- **Extract**
IN THE EMPLOYMENT AND DISCRIMINATION TRIBUNAL

 

 

IN THE MATTER:

 

 

BETWEEN

Mr Carlos Rodrigues

CLAIMANT

 

AND

 

 

Cimandis Food Service

RESPONDENT

 


 

JUDGMENT


 

 

Reference:                 [2018] TRE 080

 

Hearing Date:                30 October 2018

 

 

Before:                           Advocate C R Davies, Deputy Chairman

                                               

 

Appearance:

For the Claimant:           In person

For the Respondent:     Mr John James

 

 

THE DECISION

 

 

The Tribunal finds that the Claimant was not unfairly dismissed.

 

 

 

THE REASONS

 

The Background

 

  1. The Claimant was employed by the Respondent as a Driver/Storeman from March 2000 until his employment was terminated on 25th April 2018.  The reason given for the termination was that the Claimant was unable to fulfil his duties because of his ill health. The Claimant applied to the tribunal for compensation for unfair dismissal.  There were no other claims, all contractual amounts due have been paid.  This is not a case about discrimination due to disability.

 

  1. The Claimant had a good relationship with his employer.  Since 2016, he had suffered from a chronic health problem that affected the skin on his hands and feet.  When it flared up, the condition severely limited the Claimant’s ability to drive and to make deliveries and he was signed off for considerable periods of time.  The employer fully accepted that the Claimant’s illness was genuine and caused him significant discomfort, sometimes to a point where he struggled to walk.  During the year preceding the capability process, the Claimant had been absent from work due to illness for 163 out of 312 contracted working days.

 

  1. The employer felt that an occupational health referral would be beneficial and the Claimant agreed.  In September 2017, the Claimant underwent an assessment with Medigold Health, the employer’s Occupational Health provider.  Medigold provided advice following an assessment that was conducted over the telephone, as was their normal practice.  A report was received from Medigold Health on the 4th October 2017.  A qualified occupational health adviser wrote it.

- **Work task 1**
Answer these questions from the tribunal judgment:
(a) Who heard the case?
(b) In what role was the Claimant employed?
(c) On how many of 312 contracted working days was the Claimant absent through illness in the year before the capability process?
- **Work task 2**
Does each statement agree with the tribunal judgment? Answer yes or no, and quote the words that decide it.
(a) The Claimant represented himself.
(b) The employer doubted that the Claimant's illness was genuine.
(c) The Medigold Health assessment took place face to face.
- **Work task 3**
Write the next few paragraphs of the tribunal judgment, picking up after its last sentence.
The items below the tribunal judgment come from a separate source.

(Collected data)
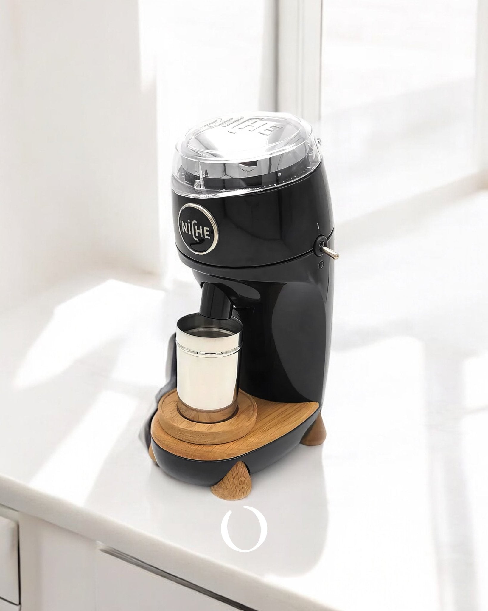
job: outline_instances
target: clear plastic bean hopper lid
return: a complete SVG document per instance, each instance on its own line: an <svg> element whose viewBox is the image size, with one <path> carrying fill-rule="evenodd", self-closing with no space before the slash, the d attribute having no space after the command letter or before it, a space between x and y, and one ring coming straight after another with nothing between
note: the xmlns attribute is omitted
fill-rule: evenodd
<svg viewBox="0 0 488 611"><path fill-rule="evenodd" d="M304 178L320 159L311 126L293 115L220 117L176 145L171 188L191 197L273 189Z"/></svg>

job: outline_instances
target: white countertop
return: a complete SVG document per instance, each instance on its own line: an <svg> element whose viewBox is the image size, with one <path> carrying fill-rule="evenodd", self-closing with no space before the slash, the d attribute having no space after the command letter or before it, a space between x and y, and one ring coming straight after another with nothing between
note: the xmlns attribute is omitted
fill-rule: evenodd
<svg viewBox="0 0 488 611"><path fill-rule="evenodd" d="M259 611L488 608L487 205L337 228L327 440L242 501L173 479L138 439L196 285L99 273L4 315L0 503ZM220 535L232 509L235 544L256 543L245 505L268 524L249 554Z"/></svg>

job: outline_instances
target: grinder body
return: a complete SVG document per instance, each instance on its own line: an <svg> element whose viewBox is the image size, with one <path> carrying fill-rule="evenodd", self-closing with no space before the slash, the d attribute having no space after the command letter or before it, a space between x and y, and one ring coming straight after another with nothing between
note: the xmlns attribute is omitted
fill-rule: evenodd
<svg viewBox="0 0 488 611"><path fill-rule="evenodd" d="M242 322L240 387L270 401L321 404L334 265L317 247L334 246L323 164L263 191L205 199L173 191L173 216L181 259L201 286L224 293Z"/></svg>

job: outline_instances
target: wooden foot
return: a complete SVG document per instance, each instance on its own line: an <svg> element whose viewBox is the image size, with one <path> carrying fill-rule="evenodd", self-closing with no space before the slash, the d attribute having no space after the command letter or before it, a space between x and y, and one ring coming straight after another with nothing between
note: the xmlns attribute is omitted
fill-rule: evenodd
<svg viewBox="0 0 488 611"><path fill-rule="evenodd" d="M326 435L322 414L319 414L315 422L301 438L300 443L304 445L320 445L325 441Z"/></svg>
<svg viewBox="0 0 488 611"><path fill-rule="evenodd" d="M157 464L157 462L156 461L156 457L154 456L154 453L152 452L152 445L149 445L149 450L148 450L148 452L149 452L149 455L151 456L151 459L154 461L156 463L156 464Z"/></svg>
<svg viewBox="0 0 488 611"><path fill-rule="evenodd" d="M243 462L239 461L220 481L210 487L210 490L219 499L238 500L249 494L251 485L251 476L248 468Z"/></svg>

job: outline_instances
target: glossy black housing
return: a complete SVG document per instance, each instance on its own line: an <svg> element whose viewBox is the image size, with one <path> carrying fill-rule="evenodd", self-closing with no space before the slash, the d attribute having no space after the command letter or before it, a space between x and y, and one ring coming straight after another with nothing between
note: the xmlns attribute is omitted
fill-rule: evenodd
<svg viewBox="0 0 488 611"><path fill-rule="evenodd" d="M192 252L178 227L185 203L204 206L219 240ZM323 398L330 349L334 261L316 254L318 235L334 247L327 179L321 164L306 178L267 191L209 199L173 193L180 258L201 285L215 284L243 326L240 386L270 401Z"/></svg>
<svg viewBox="0 0 488 611"><path fill-rule="evenodd" d="M206 254L193 254L181 238L178 214L185 203L203 206L218 225L218 242ZM310 252L318 235L328 238L334 229L323 163L306 178L268 191L204 199L173 192L173 218L176 246L184 255L228 268L293 258Z"/></svg>

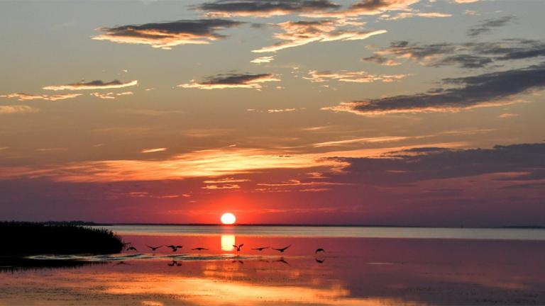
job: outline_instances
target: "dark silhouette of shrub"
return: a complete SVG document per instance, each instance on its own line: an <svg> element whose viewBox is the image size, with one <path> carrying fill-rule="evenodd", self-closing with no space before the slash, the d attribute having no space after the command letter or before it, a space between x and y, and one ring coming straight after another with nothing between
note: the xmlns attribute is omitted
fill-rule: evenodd
<svg viewBox="0 0 545 306"><path fill-rule="evenodd" d="M0 222L0 256L119 253L120 237L107 230L70 222Z"/></svg>

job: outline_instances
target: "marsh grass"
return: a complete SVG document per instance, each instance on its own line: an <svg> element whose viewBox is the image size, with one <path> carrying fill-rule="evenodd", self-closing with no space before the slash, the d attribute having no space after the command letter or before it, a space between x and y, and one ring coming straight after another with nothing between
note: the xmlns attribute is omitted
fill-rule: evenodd
<svg viewBox="0 0 545 306"><path fill-rule="evenodd" d="M71 223L0 222L0 256L119 253L121 239L113 232Z"/></svg>

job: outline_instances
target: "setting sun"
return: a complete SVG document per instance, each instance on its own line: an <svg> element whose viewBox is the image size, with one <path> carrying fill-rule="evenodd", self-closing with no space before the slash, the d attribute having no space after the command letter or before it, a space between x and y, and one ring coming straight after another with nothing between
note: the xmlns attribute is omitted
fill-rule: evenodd
<svg viewBox="0 0 545 306"><path fill-rule="evenodd" d="M231 212L226 212L221 215L221 223L233 224L236 221L236 217Z"/></svg>

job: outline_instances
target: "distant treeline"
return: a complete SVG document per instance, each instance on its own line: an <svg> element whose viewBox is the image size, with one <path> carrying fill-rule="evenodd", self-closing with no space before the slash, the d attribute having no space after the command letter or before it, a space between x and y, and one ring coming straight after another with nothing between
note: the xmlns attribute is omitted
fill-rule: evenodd
<svg viewBox="0 0 545 306"><path fill-rule="evenodd" d="M121 239L110 230L72 222L0 222L0 256L114 254Z"/></svg>

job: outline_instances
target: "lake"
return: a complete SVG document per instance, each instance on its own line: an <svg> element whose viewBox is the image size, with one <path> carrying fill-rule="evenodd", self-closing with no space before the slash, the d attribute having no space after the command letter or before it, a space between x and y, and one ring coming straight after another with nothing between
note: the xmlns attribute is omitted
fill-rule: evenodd
<svg viewBox="0 0 545 306"><path fill-rule="evenodd" d="M104 227L137 250L33 256L81 264L64 268L1 267L0 305L545 304L544 230ZM148 246L170 244L183 247Z"/></svg>

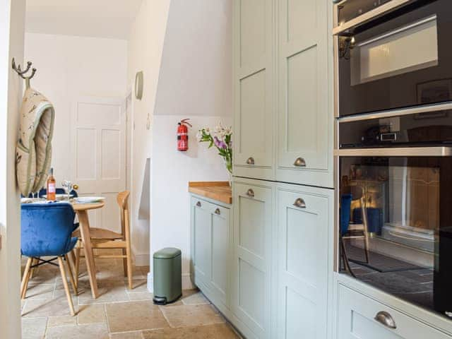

- **Exercise response 1**
(a) Advocate C R Davies, Deputy Chairman
(b) Driver/Storeman
(c) 163

- **Exercise response 2**
(a) Yes: "For the Claimant: In person"
(b) No: "The employer fully accepted that the Claimant’s illness was genuine"
(c) No: "an assessment that was conducted over the telephone"

- **Exercise response 3**
  1. The advice given by Medigold Health was as follows:

 

 

    1. The Claimant was suffering from psoriasis, which was a long lasting, chronic disease that is thought to be linked to the immune system.  It usually involves periods with mild or no symptoms, followed by flare-ups.  There is no cure, but treatments are available.  At the time of the consultation the Claimant reported a 75% improvement in his condition;

 

    1. Medigold recommended that the Claimant should be provided with breathable footwear.  The employer did not provide the Claimant with new footwear, but they did offer to pay for footwear when this was purchased by the Claimant;

 

    1. Medigold hoped that the condition would settle over a four-week period, which would include a forthcoming holiday, and that the Claimant would then be able to come back to work.  However, Medigold advised that the position was uncertain.  If the condition did not resolve, management were advised to consider a second referral, which might include a face-to-face appointment as the Claimant had expressed a preference for a meeting.

 

 

  1. The Claimant’s condition improved significantly after his holiday and he returned to work in October 2017, but he quickly suffered another flare up.  In the winter months of 2017/18, the employer was able to move the Claimant into their dry warehouse to cover staff absence and his condition improved.  The employer could not keep the Claimant in the warehouse for long due to staff requirements, but whenever the Claimant tried to go back to his normal duties, the condition flared up again.

 

 

  1. In February 2018, a second Occupational Health Assessment was carried out.   The employer was approaching its busiest time of year and was concerned that the business could not continue to accommodate the Claimant’s illness.  The consultation was again undertaken by telephone, there is no reference in the report to a further request for a face-to-face consultation. The written advice given by Medigold on this occasion was:

 

 

    1. The Claimant was worried that as soon as he started working on deliveries his symptoms would flare up again;

 

    1. The Claimant was fit to return to work but it was likely that his symptoms would flare up again; 

 

 

    1. It was recommended that the Claimant’s role be adjusted so that he would work in the storeroom rather than go out on deliveries, but it was recognised that this would only be possible if management could accommodate it.  If that was not possible, then a period of four weeks away from deliveries to allow the Claimant’s feet to completely heal would be beneficial.  If there was then a flare up on a return to deliveries, future absences would be likely.

 

 

    1. In conclusion, it was likely that the Claimant would have to manage this condition for the rest of his life.

 

 

  1. The employer moved the Claimant into the warehouse for a period of four weeks.  He appeared fully recovered at the end of that period.  The Claimant was returned to his normal duties, but the condition flared up yet again.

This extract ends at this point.